→ Set exercise
Exactly as given, write out the lines from the one containing "spike, one point per instance." through the end of the listing, with both ends included and nothing else.

→ Information provided
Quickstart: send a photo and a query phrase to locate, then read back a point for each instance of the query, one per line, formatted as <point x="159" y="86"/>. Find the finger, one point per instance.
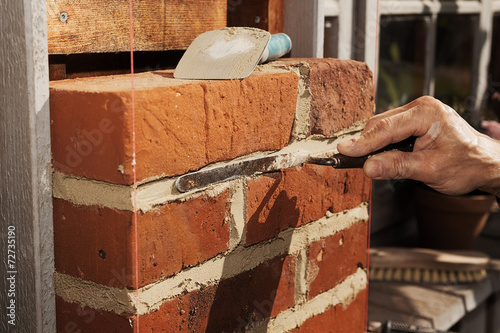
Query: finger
<point x="388" y="130"/>
<point x="395" y="165"/>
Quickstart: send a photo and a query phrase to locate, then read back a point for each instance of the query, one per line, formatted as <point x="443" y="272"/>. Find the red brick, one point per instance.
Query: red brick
<point x="180" y="125"/>
<point x="247" y="298"/>
<point x="341" y="94"/>
<point x="339" y="319"/>
<point x="97" y="243"/>
<point x="74" y="318"/>
<point x="334" y="258"/>
<point x="298" y="196"/>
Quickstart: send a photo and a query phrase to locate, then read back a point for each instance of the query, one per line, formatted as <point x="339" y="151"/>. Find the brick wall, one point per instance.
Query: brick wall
<point x="284" y="251"/>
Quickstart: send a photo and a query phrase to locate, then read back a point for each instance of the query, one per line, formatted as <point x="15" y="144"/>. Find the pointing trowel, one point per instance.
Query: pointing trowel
<point x="275" y="162"/>
<point x="230" y="53"/>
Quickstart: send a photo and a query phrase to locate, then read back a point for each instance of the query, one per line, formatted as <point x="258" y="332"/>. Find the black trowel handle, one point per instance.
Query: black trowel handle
<point x="340" y="161"/>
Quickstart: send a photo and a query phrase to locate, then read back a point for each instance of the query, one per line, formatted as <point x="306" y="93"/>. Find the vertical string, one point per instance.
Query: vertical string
<point x="134" y="171"/>
<point x="371" y="182"/>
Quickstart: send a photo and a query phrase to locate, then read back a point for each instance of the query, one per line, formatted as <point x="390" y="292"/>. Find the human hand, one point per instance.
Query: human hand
<point x="449" y="155"/>
<point x="492" y="128"/>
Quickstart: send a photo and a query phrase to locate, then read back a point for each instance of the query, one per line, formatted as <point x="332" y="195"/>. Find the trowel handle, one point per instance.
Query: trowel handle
<point x="279" y="45"/>
<point x="340" y="161"/>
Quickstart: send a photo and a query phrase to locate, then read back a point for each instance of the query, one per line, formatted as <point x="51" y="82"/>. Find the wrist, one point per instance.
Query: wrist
<point x="490" y="181"/>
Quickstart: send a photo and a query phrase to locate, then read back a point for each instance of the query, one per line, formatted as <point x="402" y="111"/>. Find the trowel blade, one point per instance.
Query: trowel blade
<point x="228" y="53"/>
<point x="244" y="168"/>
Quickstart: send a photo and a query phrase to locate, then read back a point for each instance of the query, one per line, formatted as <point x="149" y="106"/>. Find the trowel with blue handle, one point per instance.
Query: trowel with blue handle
<point x="230" y="53"/>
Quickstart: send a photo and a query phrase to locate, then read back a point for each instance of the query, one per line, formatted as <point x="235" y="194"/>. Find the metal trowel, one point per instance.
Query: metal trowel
<point x="275" y="162"/>
<point x="230" y="53"/>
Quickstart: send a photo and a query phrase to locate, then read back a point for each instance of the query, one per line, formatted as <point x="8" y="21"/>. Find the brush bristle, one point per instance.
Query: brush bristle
<point x="426" y="276"/>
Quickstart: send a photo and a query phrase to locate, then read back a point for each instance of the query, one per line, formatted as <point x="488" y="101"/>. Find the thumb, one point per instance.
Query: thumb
<point x="391" y="165"/>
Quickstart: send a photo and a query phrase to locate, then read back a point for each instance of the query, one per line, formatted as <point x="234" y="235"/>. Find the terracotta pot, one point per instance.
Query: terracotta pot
<point x="450" y="222"/>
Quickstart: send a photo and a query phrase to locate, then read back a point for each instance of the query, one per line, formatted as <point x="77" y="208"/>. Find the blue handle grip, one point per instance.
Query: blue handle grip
<point x="279" y="45"/>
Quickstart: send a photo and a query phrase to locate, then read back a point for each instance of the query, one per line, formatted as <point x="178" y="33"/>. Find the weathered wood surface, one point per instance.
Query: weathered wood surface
<point x="92" y="26"/>
<point x="26" y="242"/>
<point x="436" y="306"/>
<point x="263" y="14"/>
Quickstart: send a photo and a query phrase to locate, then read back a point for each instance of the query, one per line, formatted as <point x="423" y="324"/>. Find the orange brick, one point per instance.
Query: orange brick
<point x="334" y="258"/>
<point x="96" y="243"/>
<point x="339" y="319"/>
<point x="341" y="94"/>
<point x="298" y="196"/>
<point x="248" y="298"/>
<point x="179" y="125"/>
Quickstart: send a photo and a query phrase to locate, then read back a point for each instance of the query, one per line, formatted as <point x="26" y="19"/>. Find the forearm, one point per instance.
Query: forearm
<point x="489" y="168"/>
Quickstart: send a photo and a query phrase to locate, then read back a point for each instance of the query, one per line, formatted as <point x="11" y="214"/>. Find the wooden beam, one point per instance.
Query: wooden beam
<point x="26" y="242"/>
<point x="263" y="14"/>
<point x="91" y="26"/>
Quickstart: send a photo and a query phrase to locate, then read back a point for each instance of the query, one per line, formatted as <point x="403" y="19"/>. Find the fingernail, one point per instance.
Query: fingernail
<point x="347" y="144"/>
<point x="373" y="168"/>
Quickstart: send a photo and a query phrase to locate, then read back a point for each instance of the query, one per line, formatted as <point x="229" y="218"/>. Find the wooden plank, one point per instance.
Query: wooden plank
<point x="25" y="171"/>
<point x="263" y="14"/>
<point x="305" y="24"/>
<point x="90" y="26"/>
<point x="438" y="306"/>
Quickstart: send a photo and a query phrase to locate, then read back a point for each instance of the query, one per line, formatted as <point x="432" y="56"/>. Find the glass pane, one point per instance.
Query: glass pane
<point x="454" y="59"/>
<point x="493" y="93"/>
<point x="401" y="61"/>
<point x="330" y="49"/>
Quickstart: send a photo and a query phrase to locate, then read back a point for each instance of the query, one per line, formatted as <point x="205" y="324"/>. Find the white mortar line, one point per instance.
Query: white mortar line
<point x="82" y="191"/>
<point x="301" y="276"/>
<point x="344" y="293"/>
<point x="237" y="231"/>
<point x="240" y="260"/>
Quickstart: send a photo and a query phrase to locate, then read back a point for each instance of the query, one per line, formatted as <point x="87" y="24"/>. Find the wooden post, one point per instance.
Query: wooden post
<point x="305" y="24"/>
<point x="26" y="239"/>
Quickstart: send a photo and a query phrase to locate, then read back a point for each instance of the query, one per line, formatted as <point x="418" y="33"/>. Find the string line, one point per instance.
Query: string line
<point x="134" y="170"/>
<point x="370" y="199"/>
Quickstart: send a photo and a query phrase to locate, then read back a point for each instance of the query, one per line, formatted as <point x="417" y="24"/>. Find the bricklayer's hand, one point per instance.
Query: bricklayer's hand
<point x="449" y="155"/>
<point x="492" y="128"/>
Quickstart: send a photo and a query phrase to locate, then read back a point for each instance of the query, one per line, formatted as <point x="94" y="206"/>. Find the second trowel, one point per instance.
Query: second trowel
<point x="275" y="162"/>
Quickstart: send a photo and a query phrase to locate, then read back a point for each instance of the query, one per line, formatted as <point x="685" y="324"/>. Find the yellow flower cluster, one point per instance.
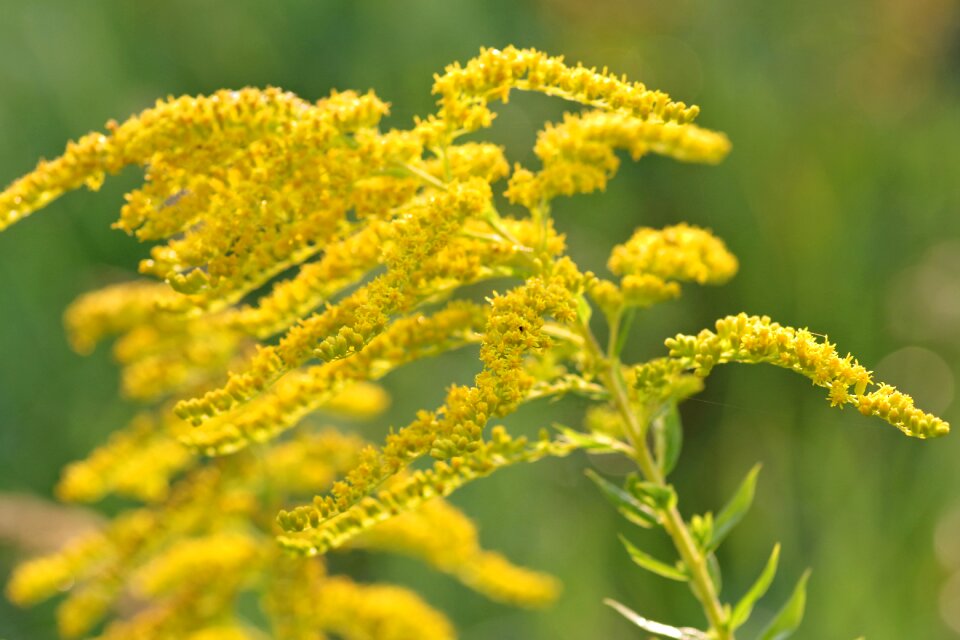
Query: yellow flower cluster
<point x="303" y="391"/>
<point x="465" y="91"/>
<point x="220" y="557"/>
<point x="578" y="155"/>
<point x="357" y="612"/>
<point x="754" y="339"/>
<point x="137" y="462"/>
<point x="305" y="254"/>
<point x="446" y="539"/>
<point x="345" y="328"/>
<point x="513" y="330"/>
<point x="314" y="529"/>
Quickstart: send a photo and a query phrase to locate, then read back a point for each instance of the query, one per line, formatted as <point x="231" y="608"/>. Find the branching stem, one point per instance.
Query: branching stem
<point x="673" y="523"/>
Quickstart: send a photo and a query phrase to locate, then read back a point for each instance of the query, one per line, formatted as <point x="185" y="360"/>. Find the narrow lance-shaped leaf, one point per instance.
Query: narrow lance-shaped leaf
<point x="658" y="628"/>
<point x="629" y="507"/>
<point x="733" y="512"/>
<point x="593" y="442"/>
<point x="653" y="565"/>
<point x="789" y="617"/>
<point x="668" y="438"/>
<point x="741" y="612"/>
<point x="660" y="497"/>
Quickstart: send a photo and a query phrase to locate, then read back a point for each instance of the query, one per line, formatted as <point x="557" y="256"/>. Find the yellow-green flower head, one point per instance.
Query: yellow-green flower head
<point x="754" y="339"/>
<point x="578" y="155"/>
<point x="680" y="252"/>
<point x="465" y="91"/>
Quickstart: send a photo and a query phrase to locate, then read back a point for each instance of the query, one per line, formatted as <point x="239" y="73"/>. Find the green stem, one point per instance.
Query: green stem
<point x="701" y="584"/>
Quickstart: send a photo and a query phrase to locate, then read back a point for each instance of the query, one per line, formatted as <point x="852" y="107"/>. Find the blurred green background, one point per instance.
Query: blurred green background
<point x="841" y="199"/>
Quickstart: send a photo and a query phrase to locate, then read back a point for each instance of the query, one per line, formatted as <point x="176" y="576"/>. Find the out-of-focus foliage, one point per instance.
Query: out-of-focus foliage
<point x="840" y="200"/>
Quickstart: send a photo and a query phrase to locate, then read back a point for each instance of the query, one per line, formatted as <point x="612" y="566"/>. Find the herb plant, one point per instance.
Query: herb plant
<point x="302" y="254"/>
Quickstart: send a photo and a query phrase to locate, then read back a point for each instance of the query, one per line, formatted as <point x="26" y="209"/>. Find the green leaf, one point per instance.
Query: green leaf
<point x="789" y="617"/>
<point x="741" y="612"/>
<point x="626" y="323"/>
<point x="733" y="512"/>
<point x="658" y="496"/>
<point x="584" y="310"/>
<point x="595" y="442"/>
<point x="660" y="629"/>
<point x="653" y="565"/>
<point x="629" y="507"/>
<point x="713" y="568"/>
<point x="668" y="438"/>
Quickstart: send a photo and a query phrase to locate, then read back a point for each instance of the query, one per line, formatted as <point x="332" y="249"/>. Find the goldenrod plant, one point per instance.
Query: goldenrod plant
<point x="301" y="254"/>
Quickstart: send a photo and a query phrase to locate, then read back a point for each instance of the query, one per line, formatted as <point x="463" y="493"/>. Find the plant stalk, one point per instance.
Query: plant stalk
<point x="673" y="523"/>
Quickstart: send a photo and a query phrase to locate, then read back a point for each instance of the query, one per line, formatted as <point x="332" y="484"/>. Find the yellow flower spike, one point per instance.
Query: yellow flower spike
<point x="359" y="612"/>
<point x="445" y="538"/>
<point x="222" y="632"/>
<point x="680" y="252"/>
<point x="198" y="561"/>
<point x="136" y="462"/>
<point x="499" y="579"/>
<point x="468" y="160"/>
<point x="303" y="391"/>
<point x="754" y="339"/>
<point x="220" y="123"/>
<point x="465" y="91"/>
<point x="112" y="310"/>
<point x="315" y="529"/>
<point x="84" y="608"/>
<point x="361" y="400"/>
<point x="578" y="154"/>
<point x="344" y="328"/>
<point x="513" y="330"/>
<point x="38" y="579"/>
<point x="310" y="462"/>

→ Answer for this exercise
Quickstart: send a photo and a query phrase to locate, then read back a point for each instance of the query, one per line, formatted as <point x="332" y="484"/>. Find the yellow flower spike, one point per instance.
Query: yellow flower spike
<point x="359" y="612"/>
<point x="445" y="538"/>
<point x="222" y="632"/>
<point x="680" y="252"/>
<point x="198" y="561"/>
<point x="136" y="462"/>
<point x="499" y="579"/>
<point x="468" y="160"/>
<point x="303" y="391"/>
<point x="754" y="339"/>
<point x="220" y="123"/>
<point x="465" y="91"/>
<point x="112" y="310"/>
<point x="315" y="529"/>
<point x="84" y="608"/>
<point x="361" y="400"/>
<point x="578" y="154"/>
<point x="344" y="328"/>
<point x="513" y="330"/>
<point x="38" y="579"/>
<point x="310" y="462"/>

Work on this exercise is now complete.